** Exemplos de marcação de pontos **
----
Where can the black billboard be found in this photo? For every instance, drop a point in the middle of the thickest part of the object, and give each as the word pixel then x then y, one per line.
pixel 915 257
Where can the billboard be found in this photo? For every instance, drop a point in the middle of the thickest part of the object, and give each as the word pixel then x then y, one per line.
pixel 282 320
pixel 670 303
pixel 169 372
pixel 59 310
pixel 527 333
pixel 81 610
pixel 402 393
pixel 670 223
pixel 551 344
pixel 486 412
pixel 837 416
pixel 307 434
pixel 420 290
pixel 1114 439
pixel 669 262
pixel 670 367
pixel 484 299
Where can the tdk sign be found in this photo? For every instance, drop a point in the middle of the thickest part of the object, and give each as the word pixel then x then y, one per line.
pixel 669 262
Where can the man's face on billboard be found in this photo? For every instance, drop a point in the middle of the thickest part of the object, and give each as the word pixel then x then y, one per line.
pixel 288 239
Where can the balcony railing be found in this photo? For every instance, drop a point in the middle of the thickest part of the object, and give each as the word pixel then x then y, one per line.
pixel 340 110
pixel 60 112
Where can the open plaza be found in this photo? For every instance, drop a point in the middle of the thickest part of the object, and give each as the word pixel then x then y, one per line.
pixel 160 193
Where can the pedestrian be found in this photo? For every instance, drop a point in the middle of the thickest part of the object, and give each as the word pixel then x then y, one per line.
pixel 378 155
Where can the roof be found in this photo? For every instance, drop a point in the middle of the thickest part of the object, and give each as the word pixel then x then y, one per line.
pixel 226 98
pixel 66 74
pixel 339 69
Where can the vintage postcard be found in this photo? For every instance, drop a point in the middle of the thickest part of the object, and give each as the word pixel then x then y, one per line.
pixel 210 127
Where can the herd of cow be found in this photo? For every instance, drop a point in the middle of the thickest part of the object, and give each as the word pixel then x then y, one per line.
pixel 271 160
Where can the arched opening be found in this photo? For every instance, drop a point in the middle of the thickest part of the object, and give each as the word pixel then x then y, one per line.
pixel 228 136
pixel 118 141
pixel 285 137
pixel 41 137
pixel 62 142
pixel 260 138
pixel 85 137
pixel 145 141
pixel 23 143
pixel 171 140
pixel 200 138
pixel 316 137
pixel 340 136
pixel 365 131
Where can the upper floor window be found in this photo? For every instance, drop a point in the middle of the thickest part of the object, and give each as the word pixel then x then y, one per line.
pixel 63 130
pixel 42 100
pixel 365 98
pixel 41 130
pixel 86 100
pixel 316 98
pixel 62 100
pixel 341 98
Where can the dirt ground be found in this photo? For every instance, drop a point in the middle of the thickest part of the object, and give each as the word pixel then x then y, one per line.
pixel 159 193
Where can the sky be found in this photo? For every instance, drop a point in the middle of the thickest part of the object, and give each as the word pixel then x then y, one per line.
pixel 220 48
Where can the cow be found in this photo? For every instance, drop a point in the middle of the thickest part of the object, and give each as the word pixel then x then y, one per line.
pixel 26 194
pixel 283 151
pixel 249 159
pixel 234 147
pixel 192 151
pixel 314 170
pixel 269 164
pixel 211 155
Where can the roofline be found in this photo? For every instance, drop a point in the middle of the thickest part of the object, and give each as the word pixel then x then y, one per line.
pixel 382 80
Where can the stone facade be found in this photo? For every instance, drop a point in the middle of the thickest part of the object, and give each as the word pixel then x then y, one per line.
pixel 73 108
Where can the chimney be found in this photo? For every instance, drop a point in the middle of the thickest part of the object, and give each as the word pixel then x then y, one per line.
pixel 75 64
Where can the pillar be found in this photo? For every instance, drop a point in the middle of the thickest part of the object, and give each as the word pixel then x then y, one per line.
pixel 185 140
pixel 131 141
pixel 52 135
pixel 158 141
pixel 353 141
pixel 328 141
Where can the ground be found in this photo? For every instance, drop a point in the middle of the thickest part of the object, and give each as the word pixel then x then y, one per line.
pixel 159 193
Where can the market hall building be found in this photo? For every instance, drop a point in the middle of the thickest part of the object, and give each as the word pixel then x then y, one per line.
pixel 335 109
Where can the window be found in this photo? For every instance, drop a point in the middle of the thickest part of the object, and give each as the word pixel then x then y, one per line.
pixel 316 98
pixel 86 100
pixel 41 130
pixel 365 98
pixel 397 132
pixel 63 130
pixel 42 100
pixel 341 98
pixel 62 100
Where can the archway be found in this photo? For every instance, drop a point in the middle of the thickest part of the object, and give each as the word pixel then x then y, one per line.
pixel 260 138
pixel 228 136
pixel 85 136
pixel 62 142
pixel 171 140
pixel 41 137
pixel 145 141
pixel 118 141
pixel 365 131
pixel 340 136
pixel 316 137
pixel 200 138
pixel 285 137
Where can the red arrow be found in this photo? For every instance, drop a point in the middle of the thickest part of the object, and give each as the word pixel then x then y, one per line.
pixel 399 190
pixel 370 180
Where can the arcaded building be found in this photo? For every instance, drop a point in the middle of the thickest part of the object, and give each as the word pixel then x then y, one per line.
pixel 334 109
----
** INSTRUÇÕES **
Formate como lista numerada as linhas que vão do começo das entradas até a linha que tem "pixel 915 257", incluindo essa última. Deixe de fora as linhas em branco.

** RESULTADO **
1. Where can the black billboard be found in this photo? For every instance, drop a point in the middle of the thickest part of the object, and give each as the word pixel then x then y, one per line.
2. pixel 915 257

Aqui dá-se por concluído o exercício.